— WRITTEN REQUEST —
From the landslide run-out excerpt below, output the passage verbatim, starting at the words "As pointed out" and ending after "global sensitivity analysis.".

— EXCERPT TO READ —
↓↓↓

As pointed out in Saltelli et al. (2010), N should be sufficiently large, e.g., 500 or higher, which is critical in our case as the landslide run-out model itself is computationally intensive. If a single run of the simulator described in the “Computational landslide run-out model based on the Voellmy rheology” section costs 32 min, which corresponds to the average run time of the 200 simulation runs in the “Emulator design and validation” section, the sensitivity analysis for three input variables will cost at least 32 × 500 × (3 + 2) = 80000 min, roughly 56 days on a single core. Therefore, it is necessary to employ emulation techniques to improve computational efficiency in order to carry out this type of global sensitivity analysis.

Gaussian process emulation

A simulator, such as a landslide run-out model, represents a deterministic input-output mapping. It is usually computationally impractical to directly use such a simulator for analysis requiring a large number of simulation runs, e.g., a global sensitivity analysis described in the previous section, or an uncertainty quantification, or a model calibration. In that case, GP emulators have been widely employed owing to their robustness and rich theoretical background (Girard et al., 2016). GP emulation views a simulator as an unknown function from a Bayesian perspective; the prior belief of the simulator behavior, namely a Gaussian process, is updated based on a modest number of simulation runs, leading to a posterior which can be evaluated much faster than the simulator and can then be used for computationally demanding analyses. The fundamental assumption of GP emulation is that the simulator is a smooth continuous function of its inputs (O’Hagan, 2006). Here, we recap the principal ideas of GP emulators used in this study (for detailed information, please refer to Bastos and O’Hagan (2009), Gu and Berger (2016), Gu et al. (2018), O’Hagan (1994)).

↑↑↑

— DATASET CONTENT —

↓↓↓

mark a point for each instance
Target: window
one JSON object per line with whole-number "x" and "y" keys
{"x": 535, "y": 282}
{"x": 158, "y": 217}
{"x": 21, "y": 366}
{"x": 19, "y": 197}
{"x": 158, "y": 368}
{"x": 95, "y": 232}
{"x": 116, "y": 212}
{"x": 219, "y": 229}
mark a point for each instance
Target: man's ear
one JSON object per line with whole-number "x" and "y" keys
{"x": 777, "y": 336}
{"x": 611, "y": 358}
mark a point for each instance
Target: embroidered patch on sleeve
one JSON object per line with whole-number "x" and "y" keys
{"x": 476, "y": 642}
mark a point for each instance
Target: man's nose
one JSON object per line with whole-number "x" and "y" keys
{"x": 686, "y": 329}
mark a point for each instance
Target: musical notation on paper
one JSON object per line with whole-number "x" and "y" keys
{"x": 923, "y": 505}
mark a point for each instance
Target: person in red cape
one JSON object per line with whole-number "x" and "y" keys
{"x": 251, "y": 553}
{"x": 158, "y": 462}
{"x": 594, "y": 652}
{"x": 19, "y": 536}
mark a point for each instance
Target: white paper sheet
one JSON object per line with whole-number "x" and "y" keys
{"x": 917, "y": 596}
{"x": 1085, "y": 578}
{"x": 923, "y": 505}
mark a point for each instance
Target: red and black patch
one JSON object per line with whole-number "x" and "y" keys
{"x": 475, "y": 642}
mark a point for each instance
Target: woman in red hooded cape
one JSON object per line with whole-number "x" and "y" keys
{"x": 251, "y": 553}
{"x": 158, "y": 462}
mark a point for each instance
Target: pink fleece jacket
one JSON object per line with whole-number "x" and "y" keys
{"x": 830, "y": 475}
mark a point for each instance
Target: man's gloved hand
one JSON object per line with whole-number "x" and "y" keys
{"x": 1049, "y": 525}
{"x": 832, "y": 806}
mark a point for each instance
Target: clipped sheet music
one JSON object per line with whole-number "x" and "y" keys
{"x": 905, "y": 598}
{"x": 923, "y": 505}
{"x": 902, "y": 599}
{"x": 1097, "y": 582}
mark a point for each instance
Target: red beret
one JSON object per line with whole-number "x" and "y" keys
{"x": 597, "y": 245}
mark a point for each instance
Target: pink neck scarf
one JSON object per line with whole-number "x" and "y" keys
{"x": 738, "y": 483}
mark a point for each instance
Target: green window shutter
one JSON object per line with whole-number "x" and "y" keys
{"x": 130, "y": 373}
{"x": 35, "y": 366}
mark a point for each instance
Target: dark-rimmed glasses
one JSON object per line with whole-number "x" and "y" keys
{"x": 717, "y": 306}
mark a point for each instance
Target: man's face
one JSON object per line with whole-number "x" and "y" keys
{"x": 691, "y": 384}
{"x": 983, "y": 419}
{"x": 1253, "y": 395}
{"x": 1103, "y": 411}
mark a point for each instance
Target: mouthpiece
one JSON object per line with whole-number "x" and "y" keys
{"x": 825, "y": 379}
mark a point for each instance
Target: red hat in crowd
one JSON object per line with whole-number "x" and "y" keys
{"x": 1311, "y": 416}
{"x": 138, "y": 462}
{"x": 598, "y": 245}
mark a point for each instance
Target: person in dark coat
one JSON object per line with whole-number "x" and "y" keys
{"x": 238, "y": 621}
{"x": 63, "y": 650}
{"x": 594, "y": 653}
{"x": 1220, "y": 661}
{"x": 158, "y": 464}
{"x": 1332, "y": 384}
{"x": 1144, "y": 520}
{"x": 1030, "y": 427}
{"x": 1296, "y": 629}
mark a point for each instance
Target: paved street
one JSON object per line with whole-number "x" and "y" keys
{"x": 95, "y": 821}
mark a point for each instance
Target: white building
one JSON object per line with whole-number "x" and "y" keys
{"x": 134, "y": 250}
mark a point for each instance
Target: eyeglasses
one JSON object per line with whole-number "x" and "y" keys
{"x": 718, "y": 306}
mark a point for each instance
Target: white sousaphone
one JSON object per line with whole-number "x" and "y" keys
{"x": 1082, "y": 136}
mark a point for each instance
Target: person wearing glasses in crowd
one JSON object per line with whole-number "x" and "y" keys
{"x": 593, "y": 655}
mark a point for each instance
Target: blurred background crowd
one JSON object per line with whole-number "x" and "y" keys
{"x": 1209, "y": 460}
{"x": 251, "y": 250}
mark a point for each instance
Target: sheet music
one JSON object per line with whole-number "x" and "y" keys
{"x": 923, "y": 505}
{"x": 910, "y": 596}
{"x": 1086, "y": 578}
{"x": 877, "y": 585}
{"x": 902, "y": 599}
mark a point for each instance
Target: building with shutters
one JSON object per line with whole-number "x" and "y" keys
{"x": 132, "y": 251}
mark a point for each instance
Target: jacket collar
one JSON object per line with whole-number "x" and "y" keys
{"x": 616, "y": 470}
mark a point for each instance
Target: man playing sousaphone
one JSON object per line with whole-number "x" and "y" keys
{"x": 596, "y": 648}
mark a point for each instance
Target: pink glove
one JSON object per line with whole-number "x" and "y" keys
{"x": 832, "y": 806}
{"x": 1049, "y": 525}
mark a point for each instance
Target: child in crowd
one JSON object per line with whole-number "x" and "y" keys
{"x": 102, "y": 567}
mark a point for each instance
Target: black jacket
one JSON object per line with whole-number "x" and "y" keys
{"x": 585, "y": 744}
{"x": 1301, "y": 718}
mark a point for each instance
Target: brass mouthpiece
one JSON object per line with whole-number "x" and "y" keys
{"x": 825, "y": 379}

↑↑↑

— CORRECT RESPONSE —
As pointed out in Saltelli et al. (2010), N should be sufficiently large, e.g., 500 or higher, which is critical in our case as the landslide run-out model itself is computationally intensive. If a single run of the simulator described in the “Computational landslide run-out model based on the Voellmy rheology” section costs 32 min, which corresponds to the average run time of the 200 simulation runs in the “Emulator design and validation” section, the sensitivity analysis for three input variables will cost at least 32 × 500 × (3 + 2) = 80000 min, roughly 56 days on a single core. Therefore, it is necessary to employ emulation techniques to improve computational efficiency in order to carry out this type of global sensitivity analysis.